**Given task A:** Collect every row below that contains the string "knee", copying each such row in full.

**Supplied text:**
— START —

The first time I used Nukemap was sometime in 2013, when I was living in New York City. I’m not certain how I stumbled on the site, but I know I spent at least an hour toying with it. Nukemap is a nuclear-effects calculator, which is to say, a website that shows you the various radii of destruction, if a nuclear bomb went off in the given location. You can customize the area of detonation, the size of the bomb, and other details. The site is somewhat of a cult classic, with over 220 million “detonations” logged since it came online in 2012. The results it shows are, as you can imagine, sobering—especially now.

Last week, after Russia launched its invasion of Ukraine, President Vladimir Putin ordered his nuclear forces into a higher state of alert. It was the first time the Kremlin had done this since the Russian Federation was established in 1991. I’m not a nuclear expert at all, so I’m not going to speculate about what this means—you can read my colleague Tom Nichols on that—but the move has brought the notion of nuclear war back into the global conversation in a nontrivial way. As you might expect, Nukemap’s traffic has surged, and the site has, at some points, crashed.

— END —

**Given task B:** Translate this sentence from the Nukemap passage above into Spanish: "You can customize the area of detonation, the size of the bomb, and other details."

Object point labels

— START —

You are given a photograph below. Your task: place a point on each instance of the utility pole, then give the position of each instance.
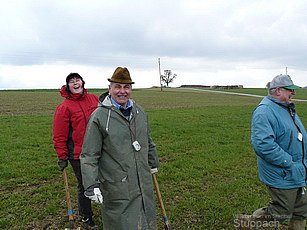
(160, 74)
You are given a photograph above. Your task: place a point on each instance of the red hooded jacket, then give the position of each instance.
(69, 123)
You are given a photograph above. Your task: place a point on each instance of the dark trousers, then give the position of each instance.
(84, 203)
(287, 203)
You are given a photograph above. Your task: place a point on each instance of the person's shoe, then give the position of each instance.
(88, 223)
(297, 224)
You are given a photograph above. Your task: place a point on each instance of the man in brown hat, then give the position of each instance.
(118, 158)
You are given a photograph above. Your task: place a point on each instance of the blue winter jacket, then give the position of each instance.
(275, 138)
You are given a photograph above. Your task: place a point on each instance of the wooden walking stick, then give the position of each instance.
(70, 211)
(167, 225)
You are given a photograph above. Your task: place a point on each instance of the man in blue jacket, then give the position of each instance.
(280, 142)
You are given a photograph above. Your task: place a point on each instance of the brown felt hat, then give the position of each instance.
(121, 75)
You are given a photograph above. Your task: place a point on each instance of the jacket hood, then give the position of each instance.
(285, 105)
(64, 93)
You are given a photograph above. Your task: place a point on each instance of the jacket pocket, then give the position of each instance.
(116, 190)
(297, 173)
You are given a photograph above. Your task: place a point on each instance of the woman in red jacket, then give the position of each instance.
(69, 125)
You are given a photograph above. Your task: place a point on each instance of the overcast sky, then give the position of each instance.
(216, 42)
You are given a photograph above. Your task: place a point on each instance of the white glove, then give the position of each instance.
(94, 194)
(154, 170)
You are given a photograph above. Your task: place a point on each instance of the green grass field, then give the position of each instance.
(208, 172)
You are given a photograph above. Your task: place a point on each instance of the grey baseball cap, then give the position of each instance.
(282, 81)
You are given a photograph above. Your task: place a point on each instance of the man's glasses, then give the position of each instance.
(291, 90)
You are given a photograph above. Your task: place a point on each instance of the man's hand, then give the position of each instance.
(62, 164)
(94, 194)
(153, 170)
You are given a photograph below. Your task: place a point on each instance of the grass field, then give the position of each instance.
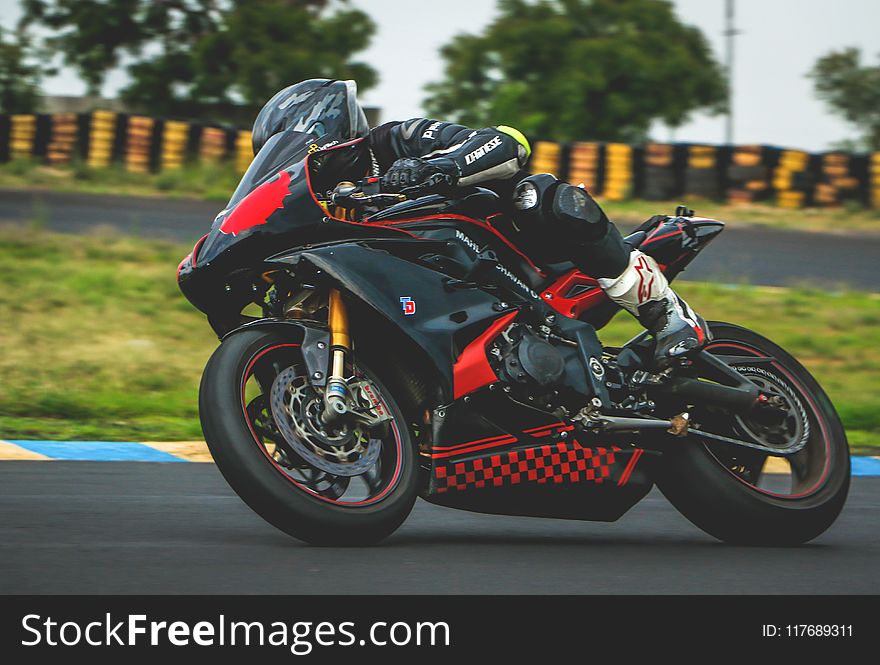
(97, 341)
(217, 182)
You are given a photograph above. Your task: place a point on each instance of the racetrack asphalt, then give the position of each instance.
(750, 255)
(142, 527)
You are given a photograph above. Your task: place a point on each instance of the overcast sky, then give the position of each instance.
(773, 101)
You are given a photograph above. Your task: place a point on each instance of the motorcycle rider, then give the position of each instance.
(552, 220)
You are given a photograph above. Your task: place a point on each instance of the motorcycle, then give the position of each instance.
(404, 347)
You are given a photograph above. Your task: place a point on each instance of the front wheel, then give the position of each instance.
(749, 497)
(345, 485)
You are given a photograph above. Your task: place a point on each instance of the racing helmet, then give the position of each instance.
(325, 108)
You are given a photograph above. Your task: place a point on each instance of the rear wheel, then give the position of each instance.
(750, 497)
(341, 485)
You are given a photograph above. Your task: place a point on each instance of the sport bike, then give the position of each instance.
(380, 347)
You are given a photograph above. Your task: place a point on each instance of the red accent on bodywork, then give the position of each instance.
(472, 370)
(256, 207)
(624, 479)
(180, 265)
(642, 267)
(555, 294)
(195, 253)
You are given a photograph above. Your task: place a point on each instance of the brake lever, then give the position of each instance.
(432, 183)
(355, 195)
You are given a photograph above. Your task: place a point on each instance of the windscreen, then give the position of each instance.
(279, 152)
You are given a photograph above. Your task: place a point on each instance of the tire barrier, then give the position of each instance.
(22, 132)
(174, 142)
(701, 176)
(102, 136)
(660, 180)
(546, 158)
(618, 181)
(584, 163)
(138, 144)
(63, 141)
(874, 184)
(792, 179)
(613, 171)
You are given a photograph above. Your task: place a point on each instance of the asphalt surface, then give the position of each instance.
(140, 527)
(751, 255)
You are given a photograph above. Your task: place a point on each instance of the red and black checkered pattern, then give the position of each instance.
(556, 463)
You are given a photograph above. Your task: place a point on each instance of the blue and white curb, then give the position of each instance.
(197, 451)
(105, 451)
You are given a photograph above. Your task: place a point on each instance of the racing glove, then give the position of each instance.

— END —
— START —

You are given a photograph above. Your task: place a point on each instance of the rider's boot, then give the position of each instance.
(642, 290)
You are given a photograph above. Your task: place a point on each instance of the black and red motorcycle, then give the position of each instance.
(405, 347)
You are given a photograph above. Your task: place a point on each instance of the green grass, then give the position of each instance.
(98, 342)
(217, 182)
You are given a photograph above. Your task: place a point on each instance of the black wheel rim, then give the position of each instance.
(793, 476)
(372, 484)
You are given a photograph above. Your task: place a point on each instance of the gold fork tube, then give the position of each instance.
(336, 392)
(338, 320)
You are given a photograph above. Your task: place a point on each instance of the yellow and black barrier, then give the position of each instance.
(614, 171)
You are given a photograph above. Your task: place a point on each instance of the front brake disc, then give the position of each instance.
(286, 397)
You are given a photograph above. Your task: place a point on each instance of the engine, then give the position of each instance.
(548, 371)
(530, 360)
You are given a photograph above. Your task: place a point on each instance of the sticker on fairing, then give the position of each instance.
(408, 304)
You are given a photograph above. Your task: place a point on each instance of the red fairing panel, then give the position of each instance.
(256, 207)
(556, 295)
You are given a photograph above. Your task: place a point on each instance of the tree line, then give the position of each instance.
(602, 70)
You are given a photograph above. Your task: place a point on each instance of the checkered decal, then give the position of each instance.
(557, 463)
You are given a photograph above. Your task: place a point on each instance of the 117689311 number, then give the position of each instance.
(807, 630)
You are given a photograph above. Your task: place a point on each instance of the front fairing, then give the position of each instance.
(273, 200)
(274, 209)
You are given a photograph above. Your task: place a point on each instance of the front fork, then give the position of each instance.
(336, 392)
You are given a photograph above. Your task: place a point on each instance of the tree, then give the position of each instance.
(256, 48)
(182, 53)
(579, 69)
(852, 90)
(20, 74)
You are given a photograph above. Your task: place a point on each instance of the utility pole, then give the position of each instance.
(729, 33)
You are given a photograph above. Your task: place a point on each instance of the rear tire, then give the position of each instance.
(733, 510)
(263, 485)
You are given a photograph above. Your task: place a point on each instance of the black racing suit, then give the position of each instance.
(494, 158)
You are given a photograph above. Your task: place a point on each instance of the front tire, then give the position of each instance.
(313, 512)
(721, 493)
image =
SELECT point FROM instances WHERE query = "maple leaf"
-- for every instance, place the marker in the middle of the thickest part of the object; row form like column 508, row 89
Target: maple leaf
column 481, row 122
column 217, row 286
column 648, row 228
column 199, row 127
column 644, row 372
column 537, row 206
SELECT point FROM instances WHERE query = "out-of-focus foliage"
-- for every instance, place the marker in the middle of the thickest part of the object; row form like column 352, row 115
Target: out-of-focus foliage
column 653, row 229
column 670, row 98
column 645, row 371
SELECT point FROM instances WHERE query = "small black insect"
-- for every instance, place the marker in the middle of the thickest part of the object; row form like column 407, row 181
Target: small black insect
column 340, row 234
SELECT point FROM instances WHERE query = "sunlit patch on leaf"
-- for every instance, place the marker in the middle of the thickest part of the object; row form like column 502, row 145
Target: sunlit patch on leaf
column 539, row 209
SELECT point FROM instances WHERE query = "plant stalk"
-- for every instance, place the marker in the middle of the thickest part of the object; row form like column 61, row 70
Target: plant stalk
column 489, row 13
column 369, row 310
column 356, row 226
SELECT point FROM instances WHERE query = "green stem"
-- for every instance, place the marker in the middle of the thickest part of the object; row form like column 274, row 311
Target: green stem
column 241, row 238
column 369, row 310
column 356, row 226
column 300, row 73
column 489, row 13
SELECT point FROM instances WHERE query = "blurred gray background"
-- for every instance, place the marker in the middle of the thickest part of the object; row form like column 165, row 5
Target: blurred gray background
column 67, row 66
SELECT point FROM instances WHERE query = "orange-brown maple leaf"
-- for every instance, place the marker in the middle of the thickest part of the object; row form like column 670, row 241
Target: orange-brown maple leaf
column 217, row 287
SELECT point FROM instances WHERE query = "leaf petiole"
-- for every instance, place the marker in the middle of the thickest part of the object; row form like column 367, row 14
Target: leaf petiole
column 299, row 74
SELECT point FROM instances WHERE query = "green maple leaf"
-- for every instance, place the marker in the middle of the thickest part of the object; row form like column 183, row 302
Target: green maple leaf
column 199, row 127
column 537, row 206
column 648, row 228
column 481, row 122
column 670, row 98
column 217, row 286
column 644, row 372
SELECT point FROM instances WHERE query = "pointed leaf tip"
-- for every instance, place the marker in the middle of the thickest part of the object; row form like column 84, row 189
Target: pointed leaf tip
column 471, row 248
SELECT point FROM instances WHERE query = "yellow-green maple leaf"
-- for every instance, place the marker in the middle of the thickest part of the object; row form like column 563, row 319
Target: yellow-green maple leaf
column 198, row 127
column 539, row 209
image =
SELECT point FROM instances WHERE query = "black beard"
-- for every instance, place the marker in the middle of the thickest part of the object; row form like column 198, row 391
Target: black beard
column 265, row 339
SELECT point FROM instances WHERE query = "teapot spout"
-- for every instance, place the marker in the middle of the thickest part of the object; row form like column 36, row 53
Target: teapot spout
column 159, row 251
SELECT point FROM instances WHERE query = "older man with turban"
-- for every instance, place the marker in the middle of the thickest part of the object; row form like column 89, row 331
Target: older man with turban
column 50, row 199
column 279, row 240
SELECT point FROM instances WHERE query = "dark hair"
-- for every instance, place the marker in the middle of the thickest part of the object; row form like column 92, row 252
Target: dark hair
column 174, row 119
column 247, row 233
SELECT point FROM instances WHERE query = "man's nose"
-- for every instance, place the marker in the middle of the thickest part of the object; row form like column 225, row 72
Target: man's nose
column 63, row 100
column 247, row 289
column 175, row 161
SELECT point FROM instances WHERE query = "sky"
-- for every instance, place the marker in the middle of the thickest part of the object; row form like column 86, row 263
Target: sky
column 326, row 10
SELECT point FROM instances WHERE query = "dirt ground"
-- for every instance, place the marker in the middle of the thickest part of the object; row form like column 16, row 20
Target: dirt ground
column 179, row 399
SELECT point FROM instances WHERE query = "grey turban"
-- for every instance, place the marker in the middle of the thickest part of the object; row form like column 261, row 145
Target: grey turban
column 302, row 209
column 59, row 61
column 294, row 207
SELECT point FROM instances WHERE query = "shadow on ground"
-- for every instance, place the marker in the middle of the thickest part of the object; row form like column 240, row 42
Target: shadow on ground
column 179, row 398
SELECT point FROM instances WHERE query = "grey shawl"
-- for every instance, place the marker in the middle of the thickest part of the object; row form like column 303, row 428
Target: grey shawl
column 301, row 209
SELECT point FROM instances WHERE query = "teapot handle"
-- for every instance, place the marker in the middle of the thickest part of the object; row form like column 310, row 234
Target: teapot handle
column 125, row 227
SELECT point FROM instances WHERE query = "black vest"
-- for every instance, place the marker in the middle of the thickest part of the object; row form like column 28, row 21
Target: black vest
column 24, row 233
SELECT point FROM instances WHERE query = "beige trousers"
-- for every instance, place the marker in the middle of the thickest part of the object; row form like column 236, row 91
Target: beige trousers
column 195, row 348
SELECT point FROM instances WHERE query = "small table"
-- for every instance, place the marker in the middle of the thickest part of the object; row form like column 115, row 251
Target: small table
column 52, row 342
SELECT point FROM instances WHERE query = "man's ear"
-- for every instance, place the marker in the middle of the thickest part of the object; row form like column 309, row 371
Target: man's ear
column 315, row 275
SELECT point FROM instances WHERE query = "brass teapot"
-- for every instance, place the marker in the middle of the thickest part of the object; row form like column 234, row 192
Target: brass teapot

— END —
— START —

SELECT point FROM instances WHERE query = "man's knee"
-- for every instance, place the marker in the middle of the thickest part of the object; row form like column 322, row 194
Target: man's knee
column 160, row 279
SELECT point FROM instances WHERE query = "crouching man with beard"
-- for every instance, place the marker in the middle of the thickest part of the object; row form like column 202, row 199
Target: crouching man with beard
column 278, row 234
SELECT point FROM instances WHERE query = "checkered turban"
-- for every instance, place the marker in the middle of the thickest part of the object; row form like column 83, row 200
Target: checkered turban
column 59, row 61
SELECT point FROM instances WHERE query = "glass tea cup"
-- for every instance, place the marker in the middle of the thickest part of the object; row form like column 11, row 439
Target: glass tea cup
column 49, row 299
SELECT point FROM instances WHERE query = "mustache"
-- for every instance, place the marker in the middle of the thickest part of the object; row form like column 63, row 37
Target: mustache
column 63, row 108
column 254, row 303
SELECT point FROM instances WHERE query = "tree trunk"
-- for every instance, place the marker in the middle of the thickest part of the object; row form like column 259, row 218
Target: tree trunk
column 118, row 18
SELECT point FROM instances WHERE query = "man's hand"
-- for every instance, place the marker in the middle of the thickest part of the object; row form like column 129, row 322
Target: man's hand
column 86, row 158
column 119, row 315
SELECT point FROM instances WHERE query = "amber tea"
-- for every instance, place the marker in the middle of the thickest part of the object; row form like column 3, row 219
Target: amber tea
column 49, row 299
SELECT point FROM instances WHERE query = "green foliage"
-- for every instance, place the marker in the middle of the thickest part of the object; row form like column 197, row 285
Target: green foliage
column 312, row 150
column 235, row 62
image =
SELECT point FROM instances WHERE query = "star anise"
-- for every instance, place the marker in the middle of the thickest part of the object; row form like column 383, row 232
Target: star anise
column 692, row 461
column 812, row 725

— END —

**Complete answer A:**
SELECT point FROM instances WHERE query = "man's knee"
Target: man's knee

**Complete answer B:** Puedes personalizar el área de detonación, el tamaño de la bomba y otros detalles.